**Required work:**
Pictures are to be excluded. Please print only the lines from the one containing "the waterbuck, which" through the end of the data, exactly as they appear.

**Records:**
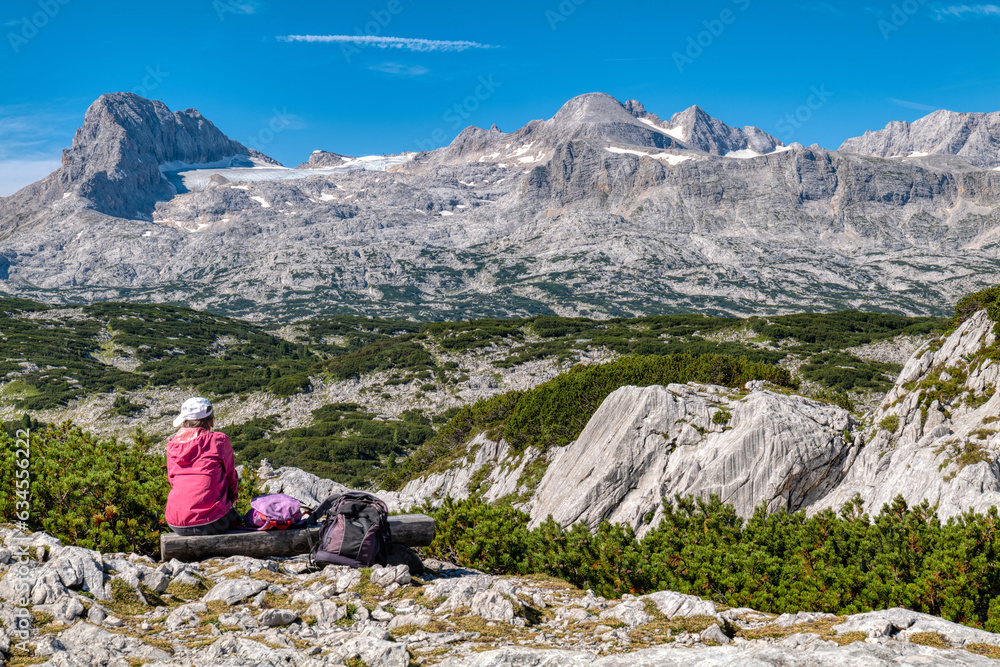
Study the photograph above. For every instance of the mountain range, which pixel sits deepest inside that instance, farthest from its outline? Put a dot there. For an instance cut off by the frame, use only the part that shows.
(604, 209)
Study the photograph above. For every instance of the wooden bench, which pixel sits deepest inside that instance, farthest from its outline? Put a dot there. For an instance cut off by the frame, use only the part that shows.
(412, 530)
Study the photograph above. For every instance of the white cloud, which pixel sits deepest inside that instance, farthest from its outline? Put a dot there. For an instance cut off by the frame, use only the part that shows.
(404, 70)
(967, 11)
(407, 43)
(15, 174)
(912, 105)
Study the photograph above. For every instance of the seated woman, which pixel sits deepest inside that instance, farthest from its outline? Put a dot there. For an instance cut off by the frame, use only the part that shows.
(202, 473)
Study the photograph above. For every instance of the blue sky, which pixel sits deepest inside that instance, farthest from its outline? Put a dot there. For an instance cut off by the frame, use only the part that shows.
(280, 77)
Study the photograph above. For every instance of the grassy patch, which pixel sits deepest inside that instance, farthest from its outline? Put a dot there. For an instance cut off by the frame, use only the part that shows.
(935, 639)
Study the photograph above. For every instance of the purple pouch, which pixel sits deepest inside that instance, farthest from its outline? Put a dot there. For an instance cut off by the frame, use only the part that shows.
(273, 511)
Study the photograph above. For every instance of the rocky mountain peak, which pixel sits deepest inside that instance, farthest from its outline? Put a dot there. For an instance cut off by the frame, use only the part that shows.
(114, 162)
(973, 136)
(700, 131)
(591, 108)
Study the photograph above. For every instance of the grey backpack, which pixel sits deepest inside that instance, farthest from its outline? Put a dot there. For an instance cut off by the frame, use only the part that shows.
(355, 530)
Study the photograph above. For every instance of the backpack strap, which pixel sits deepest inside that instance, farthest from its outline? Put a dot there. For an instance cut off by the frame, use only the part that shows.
(324, 508)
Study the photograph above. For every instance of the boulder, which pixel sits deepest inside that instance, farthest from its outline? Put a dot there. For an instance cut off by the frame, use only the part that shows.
(647, 443)
(232, 591)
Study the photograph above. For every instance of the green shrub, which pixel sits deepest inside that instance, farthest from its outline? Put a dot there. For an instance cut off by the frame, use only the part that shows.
(100, 494)
(987, 299)
(106, 495)
(554, 413)
(777, 563)
(890, 423)
(722, 417)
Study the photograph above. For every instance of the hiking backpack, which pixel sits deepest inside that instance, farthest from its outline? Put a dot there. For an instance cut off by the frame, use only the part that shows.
(355, 530)
(273, 511)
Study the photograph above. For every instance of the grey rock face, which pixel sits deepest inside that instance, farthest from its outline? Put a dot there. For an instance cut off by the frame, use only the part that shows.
(603, 192)
(973, 136)
(232, 591)
(921, 458)
(324, 160)
(115, 160)
(644, 444)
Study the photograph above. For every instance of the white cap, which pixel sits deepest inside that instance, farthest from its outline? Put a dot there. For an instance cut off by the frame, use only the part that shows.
(194, 408)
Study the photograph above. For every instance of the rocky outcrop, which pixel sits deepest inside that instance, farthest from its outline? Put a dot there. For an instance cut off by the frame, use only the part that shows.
(242, 611)
(934, 437)
(114, 163)
(324, 160)
(601, 210)
(972, 136)
(644, 444)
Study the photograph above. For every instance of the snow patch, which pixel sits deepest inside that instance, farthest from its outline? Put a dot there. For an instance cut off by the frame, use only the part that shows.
(745, 154)
(522, 150)
(670, 158)
(676, 133)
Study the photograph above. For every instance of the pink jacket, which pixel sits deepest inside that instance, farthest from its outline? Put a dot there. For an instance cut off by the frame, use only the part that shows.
(202, 473)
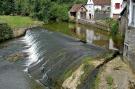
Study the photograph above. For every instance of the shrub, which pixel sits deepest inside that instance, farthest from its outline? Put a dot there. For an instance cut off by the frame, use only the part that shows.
(5, 32)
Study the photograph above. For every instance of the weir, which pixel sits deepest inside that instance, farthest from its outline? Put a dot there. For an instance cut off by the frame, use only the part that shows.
(51, 54)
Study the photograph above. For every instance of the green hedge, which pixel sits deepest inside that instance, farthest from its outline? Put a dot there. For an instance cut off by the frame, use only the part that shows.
(5, 32)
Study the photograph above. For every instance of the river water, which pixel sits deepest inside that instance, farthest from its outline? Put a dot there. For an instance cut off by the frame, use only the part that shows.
(47, 55)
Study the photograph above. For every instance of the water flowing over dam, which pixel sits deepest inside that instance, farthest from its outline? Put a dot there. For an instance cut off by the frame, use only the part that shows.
(51, 54)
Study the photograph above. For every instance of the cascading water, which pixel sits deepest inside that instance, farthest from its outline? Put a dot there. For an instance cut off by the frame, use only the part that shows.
(51, 54)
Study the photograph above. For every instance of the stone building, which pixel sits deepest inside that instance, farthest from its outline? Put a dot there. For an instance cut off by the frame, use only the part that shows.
(129, 43)
(92, 10)
(78, 11)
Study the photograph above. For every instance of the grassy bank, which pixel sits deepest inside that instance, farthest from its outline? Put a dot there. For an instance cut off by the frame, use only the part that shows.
(19, 21)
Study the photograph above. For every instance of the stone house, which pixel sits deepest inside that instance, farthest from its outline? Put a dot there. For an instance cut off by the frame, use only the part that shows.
(98, 9)
(90, 10)
(129, 43)
(117, 7)
(78, 11)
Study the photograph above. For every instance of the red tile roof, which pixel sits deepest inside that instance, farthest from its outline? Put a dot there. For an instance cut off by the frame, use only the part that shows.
(102, 2)
(76, 7)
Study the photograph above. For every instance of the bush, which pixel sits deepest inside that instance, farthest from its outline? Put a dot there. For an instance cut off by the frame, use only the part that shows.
(5, 32)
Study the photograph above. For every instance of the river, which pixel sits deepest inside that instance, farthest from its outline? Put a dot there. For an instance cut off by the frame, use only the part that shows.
(46, 55)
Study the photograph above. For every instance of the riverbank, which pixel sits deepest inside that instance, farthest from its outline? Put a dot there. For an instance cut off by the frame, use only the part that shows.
(16, 26)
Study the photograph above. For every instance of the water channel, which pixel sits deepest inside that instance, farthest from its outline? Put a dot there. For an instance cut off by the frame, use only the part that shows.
(47, 53)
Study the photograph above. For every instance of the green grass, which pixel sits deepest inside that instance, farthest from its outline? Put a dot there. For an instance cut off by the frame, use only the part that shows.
(18, 21)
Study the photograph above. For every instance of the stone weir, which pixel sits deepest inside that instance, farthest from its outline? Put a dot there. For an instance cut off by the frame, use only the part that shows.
(52, 55)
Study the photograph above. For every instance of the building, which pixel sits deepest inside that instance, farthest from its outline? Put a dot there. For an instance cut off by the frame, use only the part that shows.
(117, 7)
(78, 11)
(131, 16)
(93, 9)
(129, 43)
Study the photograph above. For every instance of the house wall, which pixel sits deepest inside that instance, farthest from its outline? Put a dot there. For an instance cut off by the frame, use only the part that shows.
(98, 7)
(113, 9)
(129, 43)
(90, 10)
(131, 16)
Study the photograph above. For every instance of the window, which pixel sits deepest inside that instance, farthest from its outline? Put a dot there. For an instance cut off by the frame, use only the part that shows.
(117, 5)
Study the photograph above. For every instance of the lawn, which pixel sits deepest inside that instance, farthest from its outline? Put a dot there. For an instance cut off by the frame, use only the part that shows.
(19, 21)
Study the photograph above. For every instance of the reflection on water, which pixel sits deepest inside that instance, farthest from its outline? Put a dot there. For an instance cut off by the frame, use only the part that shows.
(84, 33)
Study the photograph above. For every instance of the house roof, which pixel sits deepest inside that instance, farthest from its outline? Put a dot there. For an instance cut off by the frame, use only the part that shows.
(102, 2)
(76, 7)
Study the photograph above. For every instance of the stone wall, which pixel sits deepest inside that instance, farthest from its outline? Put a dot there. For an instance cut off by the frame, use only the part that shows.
(100, 15)
(129, 47)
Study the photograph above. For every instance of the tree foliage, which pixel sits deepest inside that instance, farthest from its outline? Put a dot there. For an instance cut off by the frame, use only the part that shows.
(44, 10)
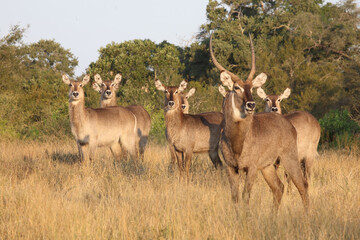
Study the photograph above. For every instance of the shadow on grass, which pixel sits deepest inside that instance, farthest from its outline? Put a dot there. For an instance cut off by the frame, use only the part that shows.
(131, 167)
(68, 158)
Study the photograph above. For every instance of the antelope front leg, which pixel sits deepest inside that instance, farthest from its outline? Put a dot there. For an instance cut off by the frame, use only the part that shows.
(249, 182)
(234, 180)
(188, 156)
(84, 153)
(277, 187)
(180, 162)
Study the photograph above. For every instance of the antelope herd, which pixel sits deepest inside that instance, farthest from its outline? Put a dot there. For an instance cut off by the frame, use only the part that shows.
(248, 142)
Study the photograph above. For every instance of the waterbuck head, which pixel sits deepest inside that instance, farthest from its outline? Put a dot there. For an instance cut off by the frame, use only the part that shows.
(76, 91)
(107, 89)
(272, 102)
(185, 102)
(240, 92)
(174, 97)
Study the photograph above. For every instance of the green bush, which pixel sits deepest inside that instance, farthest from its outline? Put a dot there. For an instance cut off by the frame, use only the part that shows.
(338, 129)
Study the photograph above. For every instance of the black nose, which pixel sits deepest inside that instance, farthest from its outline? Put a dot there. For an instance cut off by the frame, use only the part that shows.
(250, 105)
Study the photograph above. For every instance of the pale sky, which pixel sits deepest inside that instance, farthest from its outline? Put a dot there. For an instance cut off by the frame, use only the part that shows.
(85, 26)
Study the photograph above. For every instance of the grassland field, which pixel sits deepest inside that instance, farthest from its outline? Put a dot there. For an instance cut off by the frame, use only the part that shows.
(45, 193)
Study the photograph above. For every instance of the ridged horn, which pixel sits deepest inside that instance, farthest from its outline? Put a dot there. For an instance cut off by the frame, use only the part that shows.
(252, 72)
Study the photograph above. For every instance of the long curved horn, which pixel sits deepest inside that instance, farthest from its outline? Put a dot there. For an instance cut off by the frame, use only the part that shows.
(217, 64)
(252, 72)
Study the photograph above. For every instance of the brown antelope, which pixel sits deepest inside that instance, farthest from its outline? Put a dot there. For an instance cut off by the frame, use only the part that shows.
(92, 128)
(307, 128)
(107, 89)
(185, 108)
(254, 142)
(189, 133)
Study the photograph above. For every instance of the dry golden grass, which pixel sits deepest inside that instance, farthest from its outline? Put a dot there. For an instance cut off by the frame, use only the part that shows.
(46, 194)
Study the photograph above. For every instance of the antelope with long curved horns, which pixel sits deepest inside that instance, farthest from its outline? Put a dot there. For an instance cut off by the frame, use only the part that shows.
(307, 127)
(252, 142)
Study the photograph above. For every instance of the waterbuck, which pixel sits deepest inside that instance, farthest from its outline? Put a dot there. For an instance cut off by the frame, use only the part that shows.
(187, 133)
(307, 128)
(185, 108)
(107, 90)
(92, 128)
(252, 142)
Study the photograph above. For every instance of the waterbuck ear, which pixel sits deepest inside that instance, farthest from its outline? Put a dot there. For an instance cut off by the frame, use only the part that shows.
(66, 79)
(285, 94)
(85, 80)
(222, 90)
(182, 86)
(159, 86)
(226, 80)
(98, 79)
(261, 93)
(259, 80)
(117, 80)
(190, 93)
(96, 87)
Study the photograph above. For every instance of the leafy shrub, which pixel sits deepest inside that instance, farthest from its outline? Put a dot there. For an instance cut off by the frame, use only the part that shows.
(338, 129)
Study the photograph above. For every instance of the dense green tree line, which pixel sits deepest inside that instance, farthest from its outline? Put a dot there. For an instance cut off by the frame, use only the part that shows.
(309, 46)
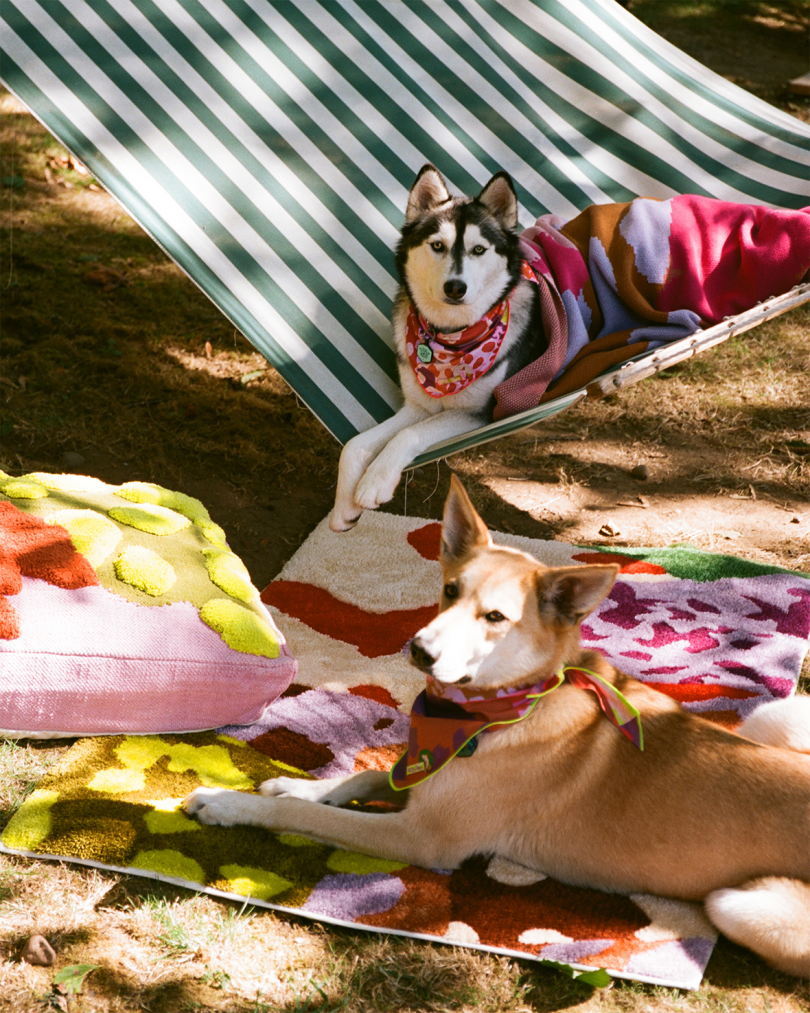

**Reply to the exercise:**
Study the photograph above. For every instance of the waterbuck, which pixel sits deepest inside that instance, farthest from its outline? Put a dot there. For an instance cut off by the frame, use only the part that shows.
(187, 133)
(307, 128)
(185, 108)
(107, 90)
(92, 128)
(252, 142)
Study the photograph above. For every instance of the waterbuck ear, which pixel sits deepest inside that instance, farthest from its outline? Put a dot there. For an instance cut off by the frame, use only the part that shows.
(66, 79)
(285, 94)
(85, 80)
(222, 90)
(182, 86)
(159, 86)
(226, 80)
(98, 79)
(261, 93)
(259, 80)
(117, 80)
(190, 93)
(96, 87)
Study the photograph above. For every instance of the leafy shrub, which pixel sits deepest inside that instance, farthest from its outline? Put a dot there. For an instance cut off by the frame, use only the part that shows.
(338, 129)
Study the photograph above. For every instance of the dense green tree line, which pixel sits deepest inside that instance, farthest from its outline? Put a dot there. For an instance cut off by the frame, use only the part that shows.
(309, 46)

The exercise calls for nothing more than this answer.